Given exercise 1:
Condense the paragraph starting "Caroline Howard Jervey (Gilman;" in the biography of Caroline Howard Jervey into a bulleted list, keeping its main facts.
Given exercise 2:
Report every line of the records that contains the string "photo".

Page excerpt:

- Born: Caroline Howard Gilman June 1, 1823 Charleston, South Carolina, U.S.
- Died: January 29, 1877 (aged 53) Charleston
- Resting place: Magnolia Cemetery, Charleston
- Occupations: author; poet; teacher;
- Spouses: John Wilson Glover ​ ​(m. 1840; died 1846)​; Lewis (or Louis) Jervey ​ ​(m. 1865)​;
- Children: 4
- Relatives: Caroline Howard Gilman (mother)
- Writing career
- Pen name: Caroline Howard

= Caroline Howard Jervey =

American writer

Caroline Howard Jervey (Gilman; after first marriage, Glover; after second marriage, Jervey; pen name, Caroline Howard; June 1, 1823 – January 29, 1877) was a 19th-century American author, poet, and teacher. Besides numerous poems and stories for the magazines, she published Vernon Grove and Helen Courtenay's Promise, two volumes of fiction, plus Poetry and Prose for the Young, as well as one book co-authored with her mother, Stories and Poems for children. Sometimes, Jervey used her mother's maiden name as a pen name. For fifteen years, she carried on a successful school in Charleston, South Carolina.

Supplied material:
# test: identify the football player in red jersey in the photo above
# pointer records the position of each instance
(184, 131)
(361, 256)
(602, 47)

Written reply 1:
- Caroline Howard Jervey (born Gilman, later Glover, then Jervey) lived from June 1, 1823, to January 29, 1877.
- She was a 19th-century American author, poet, and teacher.
- She wrote many poems and stories for magazines.
- Her books included two volumes of fiction, Vernon Grove and Helen Courtenay's Promise, and also Poetry and Prose for the Young.
- With her mother she co-authored Stories and Poems for children.
- She sometimes wrote under the pen name Caroline Howard, her mother's maiden name.
- For fifteen years she ran a successful school in Charleston, South Carolina.

Written reply 2:
# test: identify the football player in red jersey in the photo above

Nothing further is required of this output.